BEGIN Information given

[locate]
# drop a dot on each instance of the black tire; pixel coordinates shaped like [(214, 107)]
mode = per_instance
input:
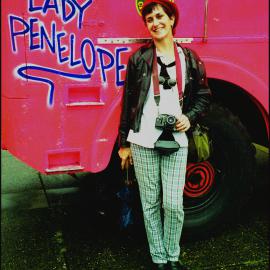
[(216, 189)]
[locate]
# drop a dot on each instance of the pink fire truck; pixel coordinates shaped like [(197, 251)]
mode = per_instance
[(63, 68)]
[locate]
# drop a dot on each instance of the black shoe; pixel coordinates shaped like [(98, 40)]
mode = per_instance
[(177, 266), (160, 266)]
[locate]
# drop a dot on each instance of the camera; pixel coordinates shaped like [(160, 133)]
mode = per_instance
[(166, 122)]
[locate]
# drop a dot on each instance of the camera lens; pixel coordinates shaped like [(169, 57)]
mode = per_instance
[(171, 120), (171, 82), (161, 80)]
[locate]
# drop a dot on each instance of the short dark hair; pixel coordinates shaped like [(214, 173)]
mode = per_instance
[(149, 8)]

END Information given

### Task:
Please print the data above in its entirety, exactly, but without any picture.

### Written solution:
[locate]
# drop a dot on each instance of the black tire; pixel coordinates shaped like [(214, 107)]
mode = per_instance
input:
[(216, 189)]
[locate]
# drop a dot on each instance of the pink fire truck; pixel coordinates shaped like [(197, 251)]
mode = per_instance
[(63, 68)]
[locate]
# drop a dot on each instance of the black shoe; pixel coordinates shaped like [(98, 40)]
mode = per_instance
[(177, 266), (160, 266)]
[locate]
# drop a dot on each instance of the camera; pixel coordinates shaped like [(160, 133)]
mode = per_instance
[(166, 122)]
[locate]
# drop a dot on each instance of the camera lens; pixel coordinates shaped like [(169, 57)]
mode = per_instance
[(171, 120), (171, 82), (161, 80)]
[locate]
# drop a dot on each instance of the short dark hair; pixel coordinates shaped like [(214, 173)]
mode = per_instance
[(149, 8)]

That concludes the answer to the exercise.